● The task:
Update the items below, from the start of the items through the line containing "[235,341,297,401]", by replacing "photograph" with "image" and leaving everything else unchanged. Omit the pictures from your answer.

Entries from a dataset
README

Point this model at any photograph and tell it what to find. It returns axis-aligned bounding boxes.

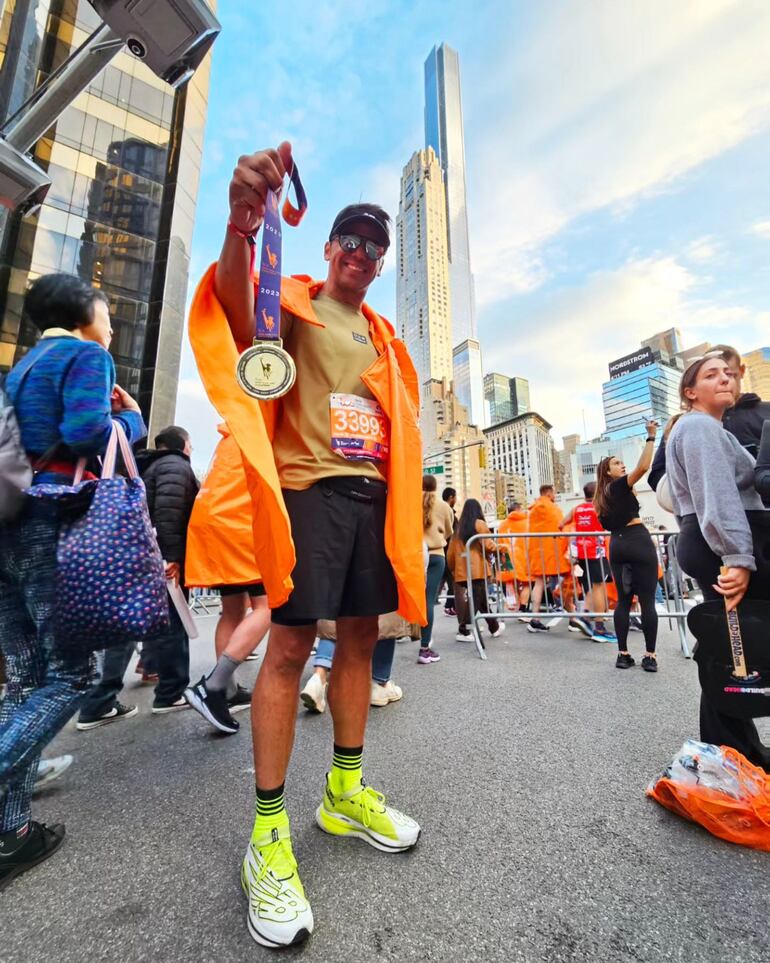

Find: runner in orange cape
[189,265,427,625]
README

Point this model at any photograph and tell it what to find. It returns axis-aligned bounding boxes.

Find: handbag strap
[97,419,139,478]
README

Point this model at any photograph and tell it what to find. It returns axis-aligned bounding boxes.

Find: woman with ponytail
[417,475,454,665]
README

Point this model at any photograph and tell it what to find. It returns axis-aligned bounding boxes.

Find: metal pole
[0,23,124,152]
[465,535,489,661]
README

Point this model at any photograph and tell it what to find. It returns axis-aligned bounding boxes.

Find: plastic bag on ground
[647,739,770,852]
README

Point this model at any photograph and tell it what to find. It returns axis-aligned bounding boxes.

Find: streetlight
[0,0,222,215]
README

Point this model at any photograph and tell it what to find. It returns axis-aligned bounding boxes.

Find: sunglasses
[332,234,385,261]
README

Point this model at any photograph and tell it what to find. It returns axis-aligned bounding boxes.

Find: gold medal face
[235,341,297,401]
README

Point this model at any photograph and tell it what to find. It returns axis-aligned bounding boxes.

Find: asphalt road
[0,610,770,963]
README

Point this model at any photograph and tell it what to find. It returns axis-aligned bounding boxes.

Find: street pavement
[0,608,770,963]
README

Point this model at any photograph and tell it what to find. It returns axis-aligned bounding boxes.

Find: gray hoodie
[666,411,764,571]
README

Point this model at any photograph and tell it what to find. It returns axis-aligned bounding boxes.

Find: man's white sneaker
[369,679,404,706]
[241,826,313,948]
[299,672,326,712]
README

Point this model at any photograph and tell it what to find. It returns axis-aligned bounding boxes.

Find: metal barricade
[462,531,700,659]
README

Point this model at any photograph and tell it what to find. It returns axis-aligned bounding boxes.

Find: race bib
[329,394,390,462]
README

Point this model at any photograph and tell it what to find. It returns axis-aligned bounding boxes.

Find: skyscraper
[511,378,532,418]
[602,347,682,439]
[425,43,477,346]
[396,147,452,385]
[484,371,518,425]
[452,338,487,428]
[0,0,214,437]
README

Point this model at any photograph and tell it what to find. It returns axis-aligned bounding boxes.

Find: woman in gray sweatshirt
[666,354,770,768]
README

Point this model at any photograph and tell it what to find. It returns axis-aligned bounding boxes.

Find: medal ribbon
[255,164,307,341]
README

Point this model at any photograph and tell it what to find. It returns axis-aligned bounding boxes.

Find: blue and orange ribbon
[255,164,307,341]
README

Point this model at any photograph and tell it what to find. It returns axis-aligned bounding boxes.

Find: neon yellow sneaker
[241,825,313,948]
[315,775,420,853]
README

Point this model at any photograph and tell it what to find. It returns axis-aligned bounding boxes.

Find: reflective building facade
[452,338,487,428]
[396,147,452,385]
[0,0,214,436]
[602,361,682,438]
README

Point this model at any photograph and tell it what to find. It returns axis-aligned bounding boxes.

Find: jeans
[0,503,92,832]
[313,639,396,685]
[80,604,190,722]
[420,555,446,649]
[455,578,500,635]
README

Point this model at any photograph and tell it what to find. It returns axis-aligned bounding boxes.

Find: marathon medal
[235,165,307,401]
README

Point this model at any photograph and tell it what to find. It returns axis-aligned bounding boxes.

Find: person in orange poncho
[497,502,529,609]
[527,485,571,632]
[184,423,270,735]
[190,143,426,947]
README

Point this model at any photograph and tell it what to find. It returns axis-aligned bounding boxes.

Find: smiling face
[683,358,736,418]
[324,220,382,299]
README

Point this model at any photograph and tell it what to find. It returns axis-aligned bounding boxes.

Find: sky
[176,0,770,468]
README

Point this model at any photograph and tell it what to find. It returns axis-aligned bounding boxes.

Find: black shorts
[577,558,612,592]
[214,582,266,599]
[272,476,398,625]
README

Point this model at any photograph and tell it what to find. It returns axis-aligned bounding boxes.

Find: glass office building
[0,0,213,436]
[452,338,486,428]
[484,371,518,425]
[425,43,477,346]
[602,361,682,438]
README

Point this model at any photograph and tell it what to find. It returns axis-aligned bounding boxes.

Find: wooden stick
[719,565,749,679]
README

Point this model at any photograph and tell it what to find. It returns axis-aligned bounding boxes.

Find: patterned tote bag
[56,421,169,651]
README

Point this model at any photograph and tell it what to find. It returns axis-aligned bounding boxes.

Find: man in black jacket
[77,425,199,731]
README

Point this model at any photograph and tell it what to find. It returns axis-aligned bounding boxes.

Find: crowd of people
[0,143,770,947]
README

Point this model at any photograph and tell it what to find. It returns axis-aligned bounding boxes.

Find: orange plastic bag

● Exercise result:
README

Point this model at any image and tell it what to find. It returns axis-aligned bounding boxes.


Find: runner in orange cape
[189,265,427,625]
README

Point this model at any image and tell it what to find. It returns axis-aligned bounding boxes.

Find: handbag strap
[97,419,139,478]
README

Point this model at any image and tell it what to find. It returns axis-aligned bounding boxes.

Find: woman with ponytail
[417,475,454,665]
README

Point this model at any image and tell it what to find. It returns axis-aligned bounding boxes.

Find: metal pole
[0,23,124,152]
[465,535,489,661]
README

Point this model at any image and tell it what to find. It returns axis-aligned bounding boxes.

Find: plastic bag on ground
[647,739,770,852]
README

Point this model at any image and tell it what to find. It returns axis-aligned bounding boxes.

Find: streetlight
[0,0,222,215]
README

Point this model at any image and tell it what to find. It returns axis-aligned bounding boxes.

Find: sunglasses
[332,234,385,261]
README

Point this model at any image and tell it what to find. It returns axis-aligned bounding boxes.

Find: gold medal face
[235,341,297,401]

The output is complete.